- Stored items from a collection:
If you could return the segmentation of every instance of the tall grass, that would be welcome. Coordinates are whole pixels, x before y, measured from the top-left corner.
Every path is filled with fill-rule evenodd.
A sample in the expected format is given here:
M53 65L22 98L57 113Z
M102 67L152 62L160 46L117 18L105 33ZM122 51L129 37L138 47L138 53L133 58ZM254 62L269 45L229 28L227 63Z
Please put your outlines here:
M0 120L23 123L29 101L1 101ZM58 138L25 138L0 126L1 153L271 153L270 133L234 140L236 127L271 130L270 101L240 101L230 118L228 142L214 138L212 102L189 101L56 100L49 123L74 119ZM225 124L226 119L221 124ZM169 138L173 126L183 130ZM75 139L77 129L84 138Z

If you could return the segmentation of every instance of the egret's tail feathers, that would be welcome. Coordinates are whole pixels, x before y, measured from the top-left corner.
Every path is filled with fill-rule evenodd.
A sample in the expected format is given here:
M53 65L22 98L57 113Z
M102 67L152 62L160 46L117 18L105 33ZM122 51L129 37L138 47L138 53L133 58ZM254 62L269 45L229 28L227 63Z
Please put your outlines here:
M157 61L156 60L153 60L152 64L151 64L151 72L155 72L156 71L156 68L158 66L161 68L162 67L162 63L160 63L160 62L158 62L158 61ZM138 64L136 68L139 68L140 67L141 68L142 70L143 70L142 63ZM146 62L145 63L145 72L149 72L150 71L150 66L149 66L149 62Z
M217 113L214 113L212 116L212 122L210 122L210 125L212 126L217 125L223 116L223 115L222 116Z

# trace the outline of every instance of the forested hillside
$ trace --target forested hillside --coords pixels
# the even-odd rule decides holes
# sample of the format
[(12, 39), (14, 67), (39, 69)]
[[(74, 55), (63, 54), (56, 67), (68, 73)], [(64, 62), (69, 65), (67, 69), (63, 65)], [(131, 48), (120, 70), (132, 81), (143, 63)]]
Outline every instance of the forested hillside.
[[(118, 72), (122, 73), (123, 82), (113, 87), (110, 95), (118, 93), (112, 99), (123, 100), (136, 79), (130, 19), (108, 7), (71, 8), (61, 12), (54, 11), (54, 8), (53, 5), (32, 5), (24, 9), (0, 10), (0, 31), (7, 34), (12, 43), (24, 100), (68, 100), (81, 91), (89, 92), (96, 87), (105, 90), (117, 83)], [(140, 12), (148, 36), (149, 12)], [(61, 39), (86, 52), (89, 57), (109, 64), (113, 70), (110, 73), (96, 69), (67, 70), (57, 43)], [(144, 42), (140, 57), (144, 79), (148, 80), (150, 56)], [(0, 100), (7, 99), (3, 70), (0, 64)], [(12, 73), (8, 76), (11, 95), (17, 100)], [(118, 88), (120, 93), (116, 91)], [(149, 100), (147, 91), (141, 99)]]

- Written request: Reproduce the listing above with "whole pixels" swapped for "integer pixels" at every occurrence, keeping everything else the same.

- Response to this task:
If you could return the segmentation of every instance of the tall grass, that would be welcome. Coordinates are integer pixels, x before y, measured from the top-left corner.
Every path is filled with fill-rule evenodd.
A sample in the expected format is given here:
M53 65L22 98L57 113Z
M102 67L152 62L160 46L117 18L105 33ZM122 51L129 37L138 47L138 53L133 58ZM254 62L269 45L229 28L227 63Z
Please put your outlines here:
M0 120L23 123L29 101L1 101ZM58 138L25 138L0 126L1 153L271 153L270 133L234 140L236 127L271 130L270 101L240 101L230 118L228 142L214 138L212 102L189 101L56 100L49 123L74 119ZM225 124L226 119L221 124ZM169 138L173 126L183 130ZM75 139L77 129L84 138Z

If you could return the segmentation of every instance of the egret's tail feathers, that would be welcome. Coordinates are integer pixels, x before y, measured from the top-left corner.
Every path is filled with fill-rule evenodd.
A sample in the expected format is given here:
M53 65L22 98L57 113Z
M102 67L152 62L160 46L117 18L105 33ZM122 51L129 37L138 47L138 53L133 58ZM254 62L269 45L229 28L227 63Z
Please put your outlines here:
M157 61L156 60L153 60L152 64L151 64L151 72L155 72L156 71L156 68L158 66L161 68L162 67L162 63L160 63L160 62L158 62L158 61ZM138 64L136 68L139 68L140 67L141 68L142 70L143 70L142 63ZM146 62L145 63L145 72L149 72L150 71L150 66L149 66L149 62Z
M217 113L214 113L212 116L212 122L210 122L210 125L212 126L217 125L223 116L223 115L222 116Z

# trace the outline of every instance of the forested hillside
$ trace --target forested hillside --coords pixels
# the even-odd rule decides holes
# sample of the format
[(12, 39), (14, 67), (39, 69)]
[[(74, 55), (63, 54), (56, 67), (68, 73)], [(64, 62), (69, 65), (67, 69), (63, 65)], [(131, 48), (120, 70), (132, 81), (143, 63)]]
Outline every instance of the forested hillside.
[[(118, 72), (122, 73), (123, 82), (113, 87), (110, 95), (118, 93), (112, 99), (123, 100), (136, 79), (130, 19), (108, 7), (71, 8), (61, 12), (54, 11), (54, 8), (53, 5), (32, 5), (24, 9), (0, 10), (0, 31), (7, 34), (12, 43), (24, 100), (68, 100), (81, 91), (89, 92), (96, 87), (105, 90), (117, 83)], [(140, 12), (148, 36), (149, 12)], [(61, 39), (86, 52), (89, 57), (109, 64), (113, 70), (110, 73), (96, 69), (67, 70), (57, 43)], [(144, 42), (140, 57), (144, 79), (148, 80), (150, 56)], [(0, 100), (7, 99), (3, 70), (0, 64)], [(12, 73), (8, 76), (11, 95), (17, 100)], [(118, 88), (120, 93), (116, 91)], [(149, 100), (147, 91), (141, 99)]]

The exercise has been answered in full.